>> BEGIN MATERIALS PROVIDED
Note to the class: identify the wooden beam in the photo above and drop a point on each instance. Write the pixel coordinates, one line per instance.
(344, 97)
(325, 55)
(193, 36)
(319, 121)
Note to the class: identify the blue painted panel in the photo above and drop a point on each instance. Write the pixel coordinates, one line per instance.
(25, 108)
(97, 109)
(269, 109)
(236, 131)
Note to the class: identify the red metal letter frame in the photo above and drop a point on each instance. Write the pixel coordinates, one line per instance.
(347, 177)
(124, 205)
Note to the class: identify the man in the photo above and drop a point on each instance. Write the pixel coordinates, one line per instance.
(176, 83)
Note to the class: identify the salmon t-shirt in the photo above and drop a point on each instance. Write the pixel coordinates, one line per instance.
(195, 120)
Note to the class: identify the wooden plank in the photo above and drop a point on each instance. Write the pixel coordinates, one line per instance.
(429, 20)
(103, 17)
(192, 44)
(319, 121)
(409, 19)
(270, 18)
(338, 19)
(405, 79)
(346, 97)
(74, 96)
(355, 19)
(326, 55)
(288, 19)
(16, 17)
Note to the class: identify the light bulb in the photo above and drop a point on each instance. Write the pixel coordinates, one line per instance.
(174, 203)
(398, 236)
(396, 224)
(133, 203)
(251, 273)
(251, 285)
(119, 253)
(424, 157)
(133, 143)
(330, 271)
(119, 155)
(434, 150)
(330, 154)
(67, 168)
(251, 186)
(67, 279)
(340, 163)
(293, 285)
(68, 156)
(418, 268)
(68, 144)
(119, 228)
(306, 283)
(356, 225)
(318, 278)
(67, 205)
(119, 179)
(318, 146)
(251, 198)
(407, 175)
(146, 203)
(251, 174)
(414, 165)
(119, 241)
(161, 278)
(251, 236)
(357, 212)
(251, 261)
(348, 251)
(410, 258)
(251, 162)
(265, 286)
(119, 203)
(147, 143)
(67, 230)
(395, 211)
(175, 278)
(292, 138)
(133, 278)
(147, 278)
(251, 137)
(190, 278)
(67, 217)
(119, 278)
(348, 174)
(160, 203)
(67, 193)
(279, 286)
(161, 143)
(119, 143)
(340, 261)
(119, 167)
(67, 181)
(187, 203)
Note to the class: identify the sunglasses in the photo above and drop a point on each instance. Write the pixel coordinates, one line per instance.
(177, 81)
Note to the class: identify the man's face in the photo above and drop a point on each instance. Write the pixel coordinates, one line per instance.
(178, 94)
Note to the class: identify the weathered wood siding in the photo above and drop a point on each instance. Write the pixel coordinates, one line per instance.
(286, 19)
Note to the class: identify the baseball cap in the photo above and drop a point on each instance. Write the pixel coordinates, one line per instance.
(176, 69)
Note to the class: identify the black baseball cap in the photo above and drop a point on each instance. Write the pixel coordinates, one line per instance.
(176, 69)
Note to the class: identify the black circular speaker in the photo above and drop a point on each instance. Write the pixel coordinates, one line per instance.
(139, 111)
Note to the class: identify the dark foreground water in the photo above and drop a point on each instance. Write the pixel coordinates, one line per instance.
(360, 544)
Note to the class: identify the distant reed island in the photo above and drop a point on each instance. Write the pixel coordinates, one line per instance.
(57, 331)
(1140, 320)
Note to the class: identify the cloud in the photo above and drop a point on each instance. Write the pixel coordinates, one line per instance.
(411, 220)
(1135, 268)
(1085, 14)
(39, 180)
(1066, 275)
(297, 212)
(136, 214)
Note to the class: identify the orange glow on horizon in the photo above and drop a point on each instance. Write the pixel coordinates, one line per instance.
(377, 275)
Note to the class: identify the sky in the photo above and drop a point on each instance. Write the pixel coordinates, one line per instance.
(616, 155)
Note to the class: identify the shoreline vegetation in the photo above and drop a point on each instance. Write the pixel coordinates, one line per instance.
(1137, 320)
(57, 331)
>> END MATERIALS PROVIDED
SHORT TASK:
Return every one of the lines above without changing anything in them.

SOLUTION TO THE PROBLEM:
Note to the class: identify the wooden beam in the photo above and drop a point on each instance. Write the pixel coordinates, one line per instance.
(344, 97)
(325, 55)
(193, 36)
(319, 121)
Note to the class: identify the blue painted panel in the photo above and drop a point on each instance. Write the pixel coordinates, one line per instance.
(25, 108)
(97, 109)
(269, 109)
(236, 131)
Note to the class: identify the red metal letter frame in the photo above and drop a point on each instance. Write the pixel coordinates, one line per instance.
(347, 177)
(124, 205)
Note to the class: identify the man in the photo above and drop a point on each instance. Write the pixel coordinates, one line per instance.
(176, 83)
Note to the class: identify the salmon t-shirt in the photo above and drop a point on each instance. Write the pixel coordinates, one line per instance.
(195, 120)
Note to the class: identify the wooden plank in the photo above and drop a point on each instance. Write the pixel coordinates, one line per instance.
(429, 20)
(103, 17)
(192, 44)
(319, 121)
(409, 19)
(270, 18)
(338, 19)
(405, 79)
(346, 97)
(74, 96)
(355, 19)
(326, 55)
(288, 19)
(16, 17)
Note to the class: identify the light bulb in the photo above and drop a point on each instance. Write the pixel coordinates, one line per instance.
(174, 203)
(398, 236)
(396, 224)
(133, 203)
(251, 273)
(251, 285)
(119, 253)
(424, 157)
(133, 143)
(330, 271)
(119, 155)
(434, 150)
(330, 154)
(67, 168)
(251, 186)
(67, 279)
(340, 163)
(293, 285)
(68, 156)
(418, 268)
(68, 144)
(119, 228)
(306, 283)
(356, 225)
(318, 278)
(67, 205)
(119, 179)
(318, 146)
(251, 198)
(407, 175)
(146, 203)
(251, 174)
(414, 165)
(119, 241)
(161, 278)
(251, 236)
(357, 212)
(251, 261)
(348, 251)
(410, 258)
(251, 162)
(265, 286)
(119, 203)
(147, 143)
(67, 230)
(395, 211)
(175, 278)
(292, 138)
(133, 278)
(147, 278)
(251, 137)
(190, 278)
(67, 217)
(119, 278)
(348, 174)
(160, 203)
(67, 193)
(279, 286)
(161, 143)
(119, 143)
(340, 261)
(119, 167)
(67, 181)
(187, 203)
Note to the class: identify the sunglasses in the photo above and drop a point on each instance. Write the pixel coordinates, one line per instance.
(177, 81)
Note to the class: identify the man's face in the photo above and drop a point on each instance. Write the pixel coordinates, one line per instance.
(178, 94)
Note to the class: identify the weathered wood siding in the photo above and drop a point on each instance. Write the pixel coordinates, one line per instance.
(286, 19)
Note to the class: identify the baseball cap in the photo above and drop a point on each instance. Write the pixel coordinates, one line per instance.
(176, 69)
Note to the class: identify the black baseball cap in the photo above and drop a point on each instance. Write the pixel coordinates, one line per instance.
(176, 69)
Note to the class: identify the black circular speaker in the photo above and drop a point on each instance. Write the pixel coordinates, one line per instance.
(139, 111)
Note to the class: identify the dark foreground water in the photo above and drop a point on each instance. Write the pixel coordinates, one line per instance.
(360, 544)
Note to the class: identify the distant reed island in the photo above and drop a point on each instance. Write the pixel coordinates, one line per instance.
(57, 331)
(1140, 320)
Note to the class: identify the cloud in the photo above and drop a point on each instance. Write the pixel coordinates, one line per instance.
(411, 220)
(1135, 268)
(1085, 14)
(39, 180)
(1066, 275)
(297, 212)
(136, 214)
Note to the class: identify the orange glow on horizon in the photo above and drop a point on each instance. Write the pixel coordinates, one line per instance.
(377, 275)
Note to the class: identify the sky in the photo above and drop a point on each instance. Write the pixel coordinates, one line per instance.
(616, 155)
Note to the class: identify the shoreline vegetation in the photo above and drop a point on each instance. Write the pixel coordinates, one line per instance.
(1137, 320)
(57, 331)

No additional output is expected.